## Selection
Agency Associations Address Congress on Federal Insurance Regulation

The House Financial Services Committee’s Subcommittee on Capital Markets, Insurance, and Government-Sponsored Enterprises held a hearing yesterday, Wednesday, October 3, to review proposals on modernizing insurance regulation and the possibility of creating a federal insurance regulator.  
 
Following are excerpts of testimonies at the hearings by three of the insurance agency associations: PIA, AIA, IIAA:  
 
National Association of Professional Insurance Agents (PIA)  
 
In testimony submitted to the House Financial Services Committee's Subcommittee on Capital Markets, Insurance, and Government-Sponsored Enterprises for its October 3 hearing, PIA said that consumers are best served by an insurance system that is regulated by state Departments of Insurance.  
 
"In response to the constantly changing needs of a dynamic insurance marketplace, PIA supports state efforts to simplify and modernize insurance regulation through the established state regulatory system," the PIA said in its statement. "These efforts include the establishment of interstate compacts to streamline state-to-state regulatory activities."  
 
PIA pointed out that lawmakers in Alabama, Colorado, Michigan, New York, North Dakota, Ohio, Rhode Island and Texas, among other jurisdictions, either have passed or are in the process of adopting resolutions urging Congress to keep insurance oversight a state prerogative. In addition, groups including the National Governors Association, the National Conference of Insurance Legislators, the National Conference of State Legislatures and the National Association of Insurance Commissioners all oppose the creation of a federal insurance regulator.  
 
The PIA statement also expressed opposition to proposals to establish a bifurcated, dual regulatory structure under an Optional Federal Charter scheme.  
 
"Permitting a subset of competitors in the insurance marketplace to evade state law artificially confers upon large, national entities that are positioned to accommodate dealing with an alternate federal regulatory scheme an unfair competitive advantage over their smaller, regional or local competitors," the statement continued. "PIA believes that the federal government should not attempt to pick winners and losers in the insurance marketplace by enacting legislation favoring one group of competitors over another."

## Objective 1
Convert the records into a JSON list of strings, one per line with blank lines omitted, starting with the line containing "Question. For every instance of the neck" and going on through the line containing "Question. For every instance of the forehead".
The records come from a different source than the insurance regulation article.

## Available data
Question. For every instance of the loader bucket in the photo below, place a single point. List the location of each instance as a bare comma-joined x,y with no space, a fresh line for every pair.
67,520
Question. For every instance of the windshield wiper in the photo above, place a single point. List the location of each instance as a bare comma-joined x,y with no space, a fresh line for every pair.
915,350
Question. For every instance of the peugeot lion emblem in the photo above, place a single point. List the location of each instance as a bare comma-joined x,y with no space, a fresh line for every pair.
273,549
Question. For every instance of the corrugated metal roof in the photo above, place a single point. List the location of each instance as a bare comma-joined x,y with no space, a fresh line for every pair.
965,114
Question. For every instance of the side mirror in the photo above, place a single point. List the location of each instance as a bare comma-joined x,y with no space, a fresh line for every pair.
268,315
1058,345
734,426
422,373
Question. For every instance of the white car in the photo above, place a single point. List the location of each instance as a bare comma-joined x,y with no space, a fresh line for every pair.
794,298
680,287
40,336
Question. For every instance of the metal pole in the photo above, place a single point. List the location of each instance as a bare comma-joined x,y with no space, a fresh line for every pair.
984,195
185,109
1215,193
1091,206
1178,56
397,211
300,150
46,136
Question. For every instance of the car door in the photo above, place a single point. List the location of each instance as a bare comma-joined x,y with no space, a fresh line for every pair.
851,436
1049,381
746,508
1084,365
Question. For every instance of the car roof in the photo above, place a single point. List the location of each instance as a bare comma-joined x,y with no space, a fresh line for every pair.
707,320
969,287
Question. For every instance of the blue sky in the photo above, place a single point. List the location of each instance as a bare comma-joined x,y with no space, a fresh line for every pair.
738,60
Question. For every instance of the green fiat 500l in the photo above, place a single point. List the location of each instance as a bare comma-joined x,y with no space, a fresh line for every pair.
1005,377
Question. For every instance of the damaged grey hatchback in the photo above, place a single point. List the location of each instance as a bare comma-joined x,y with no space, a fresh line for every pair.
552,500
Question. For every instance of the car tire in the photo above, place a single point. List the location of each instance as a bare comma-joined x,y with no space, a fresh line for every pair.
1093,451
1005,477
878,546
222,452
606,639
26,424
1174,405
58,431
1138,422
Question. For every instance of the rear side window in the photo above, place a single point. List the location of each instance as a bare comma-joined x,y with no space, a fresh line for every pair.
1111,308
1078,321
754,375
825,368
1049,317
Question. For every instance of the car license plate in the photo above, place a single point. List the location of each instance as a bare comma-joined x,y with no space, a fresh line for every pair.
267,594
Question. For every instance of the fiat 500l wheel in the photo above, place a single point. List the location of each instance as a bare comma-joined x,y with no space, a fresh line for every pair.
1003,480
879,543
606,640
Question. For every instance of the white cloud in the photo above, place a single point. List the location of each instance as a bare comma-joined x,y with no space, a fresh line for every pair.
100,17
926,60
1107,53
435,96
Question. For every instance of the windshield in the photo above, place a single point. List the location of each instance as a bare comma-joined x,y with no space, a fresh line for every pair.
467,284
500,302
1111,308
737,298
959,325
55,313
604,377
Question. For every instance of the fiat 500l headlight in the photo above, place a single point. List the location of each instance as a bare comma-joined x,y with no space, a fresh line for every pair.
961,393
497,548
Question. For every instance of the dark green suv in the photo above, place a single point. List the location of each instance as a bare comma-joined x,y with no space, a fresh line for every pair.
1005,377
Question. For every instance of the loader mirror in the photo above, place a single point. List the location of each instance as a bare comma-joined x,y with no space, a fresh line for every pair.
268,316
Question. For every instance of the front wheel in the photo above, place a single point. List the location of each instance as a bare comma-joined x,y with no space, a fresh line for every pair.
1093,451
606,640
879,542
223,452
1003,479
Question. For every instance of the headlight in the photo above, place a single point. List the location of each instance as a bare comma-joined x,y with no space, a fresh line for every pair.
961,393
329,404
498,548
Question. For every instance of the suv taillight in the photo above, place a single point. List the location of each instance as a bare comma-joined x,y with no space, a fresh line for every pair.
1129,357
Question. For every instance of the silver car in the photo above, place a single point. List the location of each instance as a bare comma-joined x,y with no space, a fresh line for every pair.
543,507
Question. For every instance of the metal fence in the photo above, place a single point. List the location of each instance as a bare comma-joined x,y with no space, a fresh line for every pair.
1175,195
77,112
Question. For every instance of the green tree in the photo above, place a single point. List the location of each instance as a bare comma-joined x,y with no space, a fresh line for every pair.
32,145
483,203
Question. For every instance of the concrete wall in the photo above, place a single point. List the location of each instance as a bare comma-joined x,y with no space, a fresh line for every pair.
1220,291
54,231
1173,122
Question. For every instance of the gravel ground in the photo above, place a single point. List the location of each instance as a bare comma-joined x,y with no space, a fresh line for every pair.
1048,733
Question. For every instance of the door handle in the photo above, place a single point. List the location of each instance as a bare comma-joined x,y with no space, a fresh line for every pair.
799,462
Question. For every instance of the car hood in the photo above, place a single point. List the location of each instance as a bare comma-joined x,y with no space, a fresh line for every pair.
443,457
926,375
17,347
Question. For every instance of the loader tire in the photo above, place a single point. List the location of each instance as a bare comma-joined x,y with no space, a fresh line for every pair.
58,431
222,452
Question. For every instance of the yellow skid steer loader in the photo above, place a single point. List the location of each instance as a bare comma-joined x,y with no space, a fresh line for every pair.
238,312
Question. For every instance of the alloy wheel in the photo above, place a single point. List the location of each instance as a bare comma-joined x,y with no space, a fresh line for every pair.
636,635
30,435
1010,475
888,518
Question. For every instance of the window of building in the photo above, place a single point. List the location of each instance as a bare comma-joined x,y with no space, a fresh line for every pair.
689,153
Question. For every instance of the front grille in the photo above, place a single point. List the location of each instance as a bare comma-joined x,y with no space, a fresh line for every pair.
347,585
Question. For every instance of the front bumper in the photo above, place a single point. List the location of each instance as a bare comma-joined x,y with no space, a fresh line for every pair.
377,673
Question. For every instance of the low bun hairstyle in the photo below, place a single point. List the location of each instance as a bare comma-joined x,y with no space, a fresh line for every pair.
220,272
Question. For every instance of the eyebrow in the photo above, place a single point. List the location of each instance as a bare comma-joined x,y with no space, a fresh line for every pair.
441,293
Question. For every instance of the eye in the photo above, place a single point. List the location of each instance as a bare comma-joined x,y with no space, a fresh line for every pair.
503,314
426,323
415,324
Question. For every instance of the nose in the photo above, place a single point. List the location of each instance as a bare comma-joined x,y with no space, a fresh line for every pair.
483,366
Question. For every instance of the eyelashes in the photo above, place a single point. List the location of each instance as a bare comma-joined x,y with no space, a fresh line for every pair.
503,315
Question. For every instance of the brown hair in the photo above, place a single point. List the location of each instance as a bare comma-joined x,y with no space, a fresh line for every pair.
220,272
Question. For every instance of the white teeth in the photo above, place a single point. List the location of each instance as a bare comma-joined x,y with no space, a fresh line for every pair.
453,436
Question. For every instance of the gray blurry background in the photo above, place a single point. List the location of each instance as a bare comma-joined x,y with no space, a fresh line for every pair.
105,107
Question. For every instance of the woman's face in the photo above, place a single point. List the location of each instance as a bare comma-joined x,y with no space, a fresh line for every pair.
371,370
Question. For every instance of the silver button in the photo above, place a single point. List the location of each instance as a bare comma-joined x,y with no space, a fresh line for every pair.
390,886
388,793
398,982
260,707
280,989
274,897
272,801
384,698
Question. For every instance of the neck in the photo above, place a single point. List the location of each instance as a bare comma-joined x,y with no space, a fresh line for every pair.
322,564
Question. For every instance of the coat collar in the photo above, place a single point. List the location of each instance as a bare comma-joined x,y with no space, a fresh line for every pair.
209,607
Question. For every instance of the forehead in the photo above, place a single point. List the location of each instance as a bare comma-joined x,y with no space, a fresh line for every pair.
---
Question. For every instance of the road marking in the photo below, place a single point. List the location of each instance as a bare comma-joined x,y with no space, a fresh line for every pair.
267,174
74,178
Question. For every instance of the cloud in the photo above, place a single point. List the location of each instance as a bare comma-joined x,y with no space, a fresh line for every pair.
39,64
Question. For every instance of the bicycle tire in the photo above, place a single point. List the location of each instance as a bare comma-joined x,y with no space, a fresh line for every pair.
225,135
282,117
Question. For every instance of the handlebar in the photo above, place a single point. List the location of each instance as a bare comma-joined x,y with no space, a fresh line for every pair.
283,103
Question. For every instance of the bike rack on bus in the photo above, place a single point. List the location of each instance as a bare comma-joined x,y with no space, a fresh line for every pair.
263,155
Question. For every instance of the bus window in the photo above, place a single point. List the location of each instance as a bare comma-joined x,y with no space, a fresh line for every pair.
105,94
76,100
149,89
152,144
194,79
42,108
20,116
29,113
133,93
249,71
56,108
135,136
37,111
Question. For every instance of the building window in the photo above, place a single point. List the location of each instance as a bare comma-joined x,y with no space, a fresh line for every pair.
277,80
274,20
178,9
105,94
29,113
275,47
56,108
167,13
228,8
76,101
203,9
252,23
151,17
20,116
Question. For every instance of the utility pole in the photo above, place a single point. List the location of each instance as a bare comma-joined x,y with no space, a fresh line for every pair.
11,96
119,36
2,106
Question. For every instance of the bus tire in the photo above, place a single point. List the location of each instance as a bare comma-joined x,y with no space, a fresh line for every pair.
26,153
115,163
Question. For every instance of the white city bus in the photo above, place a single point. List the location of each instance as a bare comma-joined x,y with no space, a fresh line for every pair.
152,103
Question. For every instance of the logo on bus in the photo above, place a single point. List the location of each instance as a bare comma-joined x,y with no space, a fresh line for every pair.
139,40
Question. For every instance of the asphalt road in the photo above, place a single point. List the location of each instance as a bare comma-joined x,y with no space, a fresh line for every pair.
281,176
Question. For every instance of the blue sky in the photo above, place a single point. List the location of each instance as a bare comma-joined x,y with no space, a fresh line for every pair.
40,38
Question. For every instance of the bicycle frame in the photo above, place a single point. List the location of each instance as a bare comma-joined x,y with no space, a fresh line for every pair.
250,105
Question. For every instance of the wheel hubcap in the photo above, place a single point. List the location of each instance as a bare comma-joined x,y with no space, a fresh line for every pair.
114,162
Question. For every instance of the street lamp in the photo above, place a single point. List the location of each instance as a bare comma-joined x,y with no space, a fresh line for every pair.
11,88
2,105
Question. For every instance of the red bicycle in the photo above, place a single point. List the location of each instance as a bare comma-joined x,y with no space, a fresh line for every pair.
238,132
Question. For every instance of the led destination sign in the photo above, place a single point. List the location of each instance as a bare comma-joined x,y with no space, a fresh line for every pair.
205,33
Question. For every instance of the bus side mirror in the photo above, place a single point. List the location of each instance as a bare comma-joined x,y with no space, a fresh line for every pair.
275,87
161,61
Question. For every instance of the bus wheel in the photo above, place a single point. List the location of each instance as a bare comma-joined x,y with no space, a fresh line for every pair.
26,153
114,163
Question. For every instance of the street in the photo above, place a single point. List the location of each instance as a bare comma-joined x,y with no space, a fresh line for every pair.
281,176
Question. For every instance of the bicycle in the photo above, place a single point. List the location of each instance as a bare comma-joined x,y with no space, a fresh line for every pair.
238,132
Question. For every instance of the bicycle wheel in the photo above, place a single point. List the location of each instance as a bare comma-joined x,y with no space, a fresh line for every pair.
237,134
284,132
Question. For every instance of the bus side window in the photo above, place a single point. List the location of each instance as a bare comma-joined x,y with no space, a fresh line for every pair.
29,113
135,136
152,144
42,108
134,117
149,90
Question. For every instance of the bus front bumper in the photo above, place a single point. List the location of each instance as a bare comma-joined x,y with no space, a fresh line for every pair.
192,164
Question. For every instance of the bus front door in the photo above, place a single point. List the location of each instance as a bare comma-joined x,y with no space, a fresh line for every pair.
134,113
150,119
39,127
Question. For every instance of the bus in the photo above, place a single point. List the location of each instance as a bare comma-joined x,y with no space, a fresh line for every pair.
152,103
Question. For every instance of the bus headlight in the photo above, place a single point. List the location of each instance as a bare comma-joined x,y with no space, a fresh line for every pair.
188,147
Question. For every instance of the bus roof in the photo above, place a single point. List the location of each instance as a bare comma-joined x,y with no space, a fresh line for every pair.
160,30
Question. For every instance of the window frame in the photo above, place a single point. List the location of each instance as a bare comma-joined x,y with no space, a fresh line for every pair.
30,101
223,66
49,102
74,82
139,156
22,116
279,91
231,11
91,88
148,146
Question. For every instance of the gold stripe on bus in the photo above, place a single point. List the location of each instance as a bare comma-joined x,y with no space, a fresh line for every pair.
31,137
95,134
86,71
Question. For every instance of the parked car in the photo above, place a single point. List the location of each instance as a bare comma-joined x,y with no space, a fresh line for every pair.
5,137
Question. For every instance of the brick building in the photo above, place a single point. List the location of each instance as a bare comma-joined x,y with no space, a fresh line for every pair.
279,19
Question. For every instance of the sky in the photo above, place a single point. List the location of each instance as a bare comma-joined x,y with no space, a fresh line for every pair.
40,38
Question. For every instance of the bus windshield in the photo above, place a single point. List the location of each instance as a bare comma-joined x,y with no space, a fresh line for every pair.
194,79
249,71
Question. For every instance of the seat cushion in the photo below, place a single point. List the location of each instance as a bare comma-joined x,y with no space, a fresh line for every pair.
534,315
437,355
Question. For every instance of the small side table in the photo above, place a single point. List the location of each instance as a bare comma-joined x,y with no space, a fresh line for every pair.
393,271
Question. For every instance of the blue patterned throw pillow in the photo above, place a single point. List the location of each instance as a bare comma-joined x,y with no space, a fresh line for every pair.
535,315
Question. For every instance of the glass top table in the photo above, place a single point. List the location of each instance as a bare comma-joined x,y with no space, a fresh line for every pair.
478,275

## Objective 2
Reproduce the insurance regulation article verbatim, starting with "PIA pointed out" and going on through "of a federal insurance regulator.".

## Correct result 1
[
  "Question. For every instance of the neck in the photo above, place a single point. List the location of each instance as a bare comma-joined x,y with no space, a fresh line for every pair.",
  "322,564",
  "Question. For every instance of the coat collar in the photo above, place a single point. List the location of each instance as a bare comma-joined x,y with no space, a fresh line for every pair.",
  "209,607",
  "Question. For every instance of the forehead in the photo above, place a single point. List the location of each instance as a bare comma-joined x,y with no space, a fresh line for every pair."
]

## Correct result 2
PIA pointed out that lawmakers in Alabama, Colorado, Michigan, New York, North Dakota, Ohio, Rhode Island and Texas, among other jurisdictions, either have passed or are in the process of adopting resolutions urging Congress to keep insurance oversight a state prerogative. In addition, groups including the National Governors Association, the National Conference of Insurance Legislators, the National Conference of State Legislatures and the National Association of Insurance Commissioners all oppose the creation of a federal insurance regulator.